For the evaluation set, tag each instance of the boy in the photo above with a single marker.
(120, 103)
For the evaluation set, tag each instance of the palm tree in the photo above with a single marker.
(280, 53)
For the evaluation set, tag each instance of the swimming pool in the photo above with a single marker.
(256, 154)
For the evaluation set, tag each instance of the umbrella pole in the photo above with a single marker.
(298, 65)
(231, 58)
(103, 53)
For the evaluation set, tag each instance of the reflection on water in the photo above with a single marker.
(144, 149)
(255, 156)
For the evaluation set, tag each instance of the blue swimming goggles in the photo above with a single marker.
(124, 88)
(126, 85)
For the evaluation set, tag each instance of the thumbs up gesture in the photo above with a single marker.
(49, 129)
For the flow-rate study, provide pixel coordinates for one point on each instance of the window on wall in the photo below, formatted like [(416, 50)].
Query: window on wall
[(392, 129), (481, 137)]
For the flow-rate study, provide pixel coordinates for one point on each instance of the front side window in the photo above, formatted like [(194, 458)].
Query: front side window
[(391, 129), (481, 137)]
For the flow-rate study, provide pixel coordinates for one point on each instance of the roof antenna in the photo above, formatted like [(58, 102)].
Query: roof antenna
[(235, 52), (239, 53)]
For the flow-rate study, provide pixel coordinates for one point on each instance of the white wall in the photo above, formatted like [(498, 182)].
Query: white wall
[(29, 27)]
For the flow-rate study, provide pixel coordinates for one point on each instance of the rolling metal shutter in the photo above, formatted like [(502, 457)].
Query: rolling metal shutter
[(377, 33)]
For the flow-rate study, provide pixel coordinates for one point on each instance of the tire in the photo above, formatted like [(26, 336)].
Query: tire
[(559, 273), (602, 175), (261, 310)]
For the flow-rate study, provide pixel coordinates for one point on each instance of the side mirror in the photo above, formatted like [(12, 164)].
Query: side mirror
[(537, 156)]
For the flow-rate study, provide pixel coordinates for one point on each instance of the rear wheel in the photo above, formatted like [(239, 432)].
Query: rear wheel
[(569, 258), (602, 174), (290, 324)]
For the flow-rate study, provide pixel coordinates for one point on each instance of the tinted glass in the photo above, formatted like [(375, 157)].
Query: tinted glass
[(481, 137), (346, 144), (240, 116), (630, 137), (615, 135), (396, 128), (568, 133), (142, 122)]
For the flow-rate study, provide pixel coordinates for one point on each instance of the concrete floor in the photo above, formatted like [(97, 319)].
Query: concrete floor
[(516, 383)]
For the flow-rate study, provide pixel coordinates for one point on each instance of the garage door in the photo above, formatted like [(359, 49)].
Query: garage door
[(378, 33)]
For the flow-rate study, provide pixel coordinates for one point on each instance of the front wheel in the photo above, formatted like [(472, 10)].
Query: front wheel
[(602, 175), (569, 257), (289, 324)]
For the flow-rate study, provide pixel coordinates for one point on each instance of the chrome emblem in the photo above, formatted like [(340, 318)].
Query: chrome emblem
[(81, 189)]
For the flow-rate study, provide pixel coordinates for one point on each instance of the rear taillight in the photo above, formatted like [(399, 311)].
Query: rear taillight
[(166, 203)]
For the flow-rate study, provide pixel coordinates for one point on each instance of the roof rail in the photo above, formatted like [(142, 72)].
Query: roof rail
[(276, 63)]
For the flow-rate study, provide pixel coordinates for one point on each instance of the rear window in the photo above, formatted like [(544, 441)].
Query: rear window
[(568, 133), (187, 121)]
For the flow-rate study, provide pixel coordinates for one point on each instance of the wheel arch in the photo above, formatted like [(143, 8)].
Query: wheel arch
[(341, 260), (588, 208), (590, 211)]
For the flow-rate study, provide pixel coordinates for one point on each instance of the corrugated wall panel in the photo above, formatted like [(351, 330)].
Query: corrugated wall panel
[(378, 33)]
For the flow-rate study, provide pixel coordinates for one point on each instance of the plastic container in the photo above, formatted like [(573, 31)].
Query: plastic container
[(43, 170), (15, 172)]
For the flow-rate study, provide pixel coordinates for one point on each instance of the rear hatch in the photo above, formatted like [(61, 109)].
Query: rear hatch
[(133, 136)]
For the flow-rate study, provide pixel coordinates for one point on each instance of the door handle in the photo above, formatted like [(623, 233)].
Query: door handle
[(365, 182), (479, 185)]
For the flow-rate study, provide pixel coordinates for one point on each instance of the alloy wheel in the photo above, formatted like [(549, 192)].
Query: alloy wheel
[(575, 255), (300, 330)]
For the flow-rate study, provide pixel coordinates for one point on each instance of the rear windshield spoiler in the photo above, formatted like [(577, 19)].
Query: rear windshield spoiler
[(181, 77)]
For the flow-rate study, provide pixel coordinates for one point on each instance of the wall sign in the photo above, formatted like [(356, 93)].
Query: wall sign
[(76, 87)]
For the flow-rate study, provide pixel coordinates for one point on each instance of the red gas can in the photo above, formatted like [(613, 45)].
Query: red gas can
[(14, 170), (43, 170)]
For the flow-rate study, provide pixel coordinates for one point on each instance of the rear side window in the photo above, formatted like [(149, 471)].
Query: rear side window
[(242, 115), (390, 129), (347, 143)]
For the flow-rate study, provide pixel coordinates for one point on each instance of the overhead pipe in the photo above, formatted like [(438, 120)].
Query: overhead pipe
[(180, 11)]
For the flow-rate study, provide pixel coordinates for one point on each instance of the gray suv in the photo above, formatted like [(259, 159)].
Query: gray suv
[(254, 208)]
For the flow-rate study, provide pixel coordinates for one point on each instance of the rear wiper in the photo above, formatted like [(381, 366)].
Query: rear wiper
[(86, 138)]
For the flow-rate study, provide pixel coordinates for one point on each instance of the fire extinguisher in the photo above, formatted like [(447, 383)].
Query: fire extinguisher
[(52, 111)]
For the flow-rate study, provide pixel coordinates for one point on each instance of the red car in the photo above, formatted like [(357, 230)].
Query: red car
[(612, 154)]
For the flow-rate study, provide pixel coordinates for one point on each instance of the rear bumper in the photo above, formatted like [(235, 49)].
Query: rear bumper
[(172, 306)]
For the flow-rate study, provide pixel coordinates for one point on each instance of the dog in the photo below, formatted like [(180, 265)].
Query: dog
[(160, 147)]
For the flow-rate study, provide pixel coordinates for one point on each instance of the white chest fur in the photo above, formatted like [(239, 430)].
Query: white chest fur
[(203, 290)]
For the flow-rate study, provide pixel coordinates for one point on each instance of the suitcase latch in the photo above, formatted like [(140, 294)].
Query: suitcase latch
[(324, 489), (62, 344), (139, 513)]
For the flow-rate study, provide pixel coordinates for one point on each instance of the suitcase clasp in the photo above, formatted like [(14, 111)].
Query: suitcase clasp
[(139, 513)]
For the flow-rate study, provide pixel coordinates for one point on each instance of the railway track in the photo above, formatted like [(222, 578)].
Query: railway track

---

— Stated problem —
Swap "evaluation set" for "validation set" everywhere in the items above and write them out again with everything else left as it is.

— Result —
For the validation set, tag each instance of the boy in the photo above with a single marker.
(120, 103)
For the validation set, tag each instance of the palm tree in the photo above with a single marker.
(280, 53)
For the validation set, tag each instance of the swimming pool in the photo above with a single marker.
(256, 154)
For the validation set, tag each instance of the umbrella pole in the photo above with a single marker.
(298, 65)
(231, 58)
(103, 53)
For the validation set, tag each instance of the reflection on water in the photo above with a single marker.
(144, 149)
(255, 156)
For the validation set, tag each instance of the blue swimming goggles in the photo above with a single marker.
(124, 88)
(126, 85)
For the validation set, tag each instance of the thumbs up gesture in the photo above with a single marker.
(49, 129)
For the flow-rate study, provide pixel coordinates for one point on each instance of the window on wall in the photo below, formatted like [(416, 50)].
Query: window on wall
[(392, 129), (481, 137)]
For the flow-rate study, provide pixel coordinates for one point on each instance of the front side window in the photo above, formatted like [(194, 458)].
Query: front side window
[(391, 129), (481, 137)]
For the flow-rate study, provide pixel coordinates for one point on each instance of the roof antenna in the photo above, formatted like [(58, 102)].
Query: roof antenna
[(235, 52), (239, 53)]
For the flow-rate study, provide pixel coordinates for one point on each instance of the white wall in the photo above, formatted like [(498, 182)].
Query: white wall
[(29, 27)]
For the flow-rate study, provide pixel coordinates for one point on each instance of the rolling metal shutter in the photo above, formatted like [(502, 457)].
Query: rolling metal shutter
[(377, 33)]
For the flow-rate study, provide pixel coordinates for one point on each instance of the tire in the photo above, formatted like [(26, 336)].
Query: tire
[(559, 273), (602, 175), (261, 310)]
For the flow-rate study, provide pixel coordinates for one point on each instance of the side mirror in the photo above, formatted like [(12, 164)].
Query: side mirror
[(537, 156)]
For the flow-rate study, provide pixel coordinates for one point on each instance of the rear wheel in the photo above, formatted like [(239, 432)].
Query: rear wheel
[(569, 258), (602, 174), (290, 324)]
For the flow-rate study, provide pixel coordinates for one point on each instance of the tinted glass in the photo above, formatted like [(375, 157)].
Query: tinted glass
[(481, 137), (346, 144), (240, 116), (630, 137), (615, 135), (396, 128), (568, 133), (142, 122)]
For the flow-rate study, provide pixel coordinates for one point on each instance of the concrete floor in the photo above, formatted like [(97, 319)].
Query: concrete floor
[(516, 383)]
For the flow-rate study, provide pixel coordinates for one point on each instance of the garage door in the photo above, formatted like [(359, 49)].
Query: garage door
[(378, 33)]
For the flow-rate study, provide pixel coordinates for one point on each instance of the front wheel in the photo above, formatted like [(472, 10)].
Query: front wheel
[(602, 175), (569, 257), (289, 324)]
For the flow-rate study, provide pixel coordinates for one point on each instance of the chrome emblem in the photo above, formatted like [(340, 318)].
Query: chrome emblem
[(81, 189)]
For the flow-rate study, provide pixel coordinates for one point on each instance of the rear taillight in the photo above, formatted like [(399, 311)].
Query: rear taillight
[(166, 203)]
For the flow-rate study, provide pixel coordinates for one point on each instance of the roof rail in the photo above, formatted like [(142, 72)].
Query: roof rail
[(276, 63)]
For the flow-rate study, provide pixel coordinates for one point on each instance of the rear window in the photo above, formatted like [(544, 441)].
Query: rear window
[(568, 133), (187, 121)]
For the flow-rate study, provide pixel coordinates for one point on each instance of the wheel arch in the photo above, formatted like [(143, 8)].
Query: wheel arch
[(341, 260), (588, 208), (590, 211)]
For the flow-rate study, provide pixel coordinates for one point on each instance of the corrugated wall panel in the photo above, formatted like [(351, 330)].
Query: corrugated wall panel
[(378, 33)]
For the flow-rate study, provide pixel coordinates for one point on each instance of the plastic container in the photo above, formatted like [(573, 31)].
Query: plastic container
[(43, 170), (15, 172)]
For the flow-rate study, provide pixel coordinates for one point on each instance of the rear hatch in the photo above, formatted like [(61, 109)].
Query: rear hatch
[(133, 136)]
For the flow-rate study, provide pixel coordinates for one point on each instance of the door handle in the photo above, formatted like [(623, 233)].
Query: door handle
[(365, 182), (479, 185)]
For the flow-rate study, provide pixel coordinates for one point on each instance of the alloy wheel in the photo above, formatted like [(549, 192)].
Query: alloy wheel
[(575, 255), (300, 330)]
For the flow-rate study, provide pixel coordinates for one point on each instance of the rear windshield spoiler in the photo above, formatted like [(577, 19)].
Query: rear windshield spoiler
[(181, 77)]
For the flow-rate study, provide pixel coordinates for one point on each instance of the wall sign in the photo above, formatted like [(356, 93)].
Query: wall sign
[(76, 87)]
For the flow-rate study, provide pixel coordinates for one point on each instance of the red gas can in the photo above, formatted like [(613, 45)].
Query: red gas can
[(14, 170), (43, 170)]
For the flow-rate study, provide pixel coordinates for one point on each instance of the rear side window in the photo above, formatted like [(149, 471)].
Query: rear side window
[(242, 115), (390, 129), (347, 143)]
For the flow-rate study, provide pixel coordinates for one point on each instance of the overhead pipe in the photo above, formatted like [(438, 120)].
Query: overhead pipe
[(180, 11)]
For the flow-rate study, provide pixel coordinates for one point on each instance of the gray suv in the photo above, formatted like [(259, 159)].
Query: gray suv
[(254, 208)]
For the flow-rate study, provide pixel coordinates for one point on each instance of the rear wiper in the photo above, formatted like [(381, 366)].
Query: rear wiper
[(86, 138)]
For the flow-rate study, provide pixel coordinates for one point on each instance of the fire extinguisher in the photo above, formatted like [(447, 383)].
Query: fire extinguisher
[(52, 111)]
For the flow-rate study, provide pixel coordinates for one point on each instance of the red car in the photo above, formatted like [(357, 230)].
Query: red car
[(612, 154)]
For the flow-rate study, provide pixel coordinates for one point on each instance of the rear bumper in the photo above, formatted like [(235, 49)].
Query: rear bumper
[(172, 306)]
For the flow-rate study, provide pixel coordinates for one point on each instance of the dog in the photo below, formatted like [(180, 265)].
Query: dog
[(160, 147)]
For the flow-rate study, provide pixel coordinates for one point on each instance of the white chest fur in the photo above, formatted like [(239, 430)].
Query: white chest fur
[(203, 290)]
For the flow-rate study, provide pixel coordinates for one point on each instance of the suitcase latch in the photo above, formatted like [(140, 294)].
Query: suitcase latch
[(324, 489), (62, 344), (139, 513)]
For the flow-rate study, provide pixel coordinates for one point on each instance of the suitcase clasp in the photo above, formatted like [(14, 111)].
Query: suitcase clasp
[(139, 513)]
For the flow-rate study, provide pixel coordinates for one point on each instance of the railway track in the photo above, formatted like [(222, 578)].
Query: railway track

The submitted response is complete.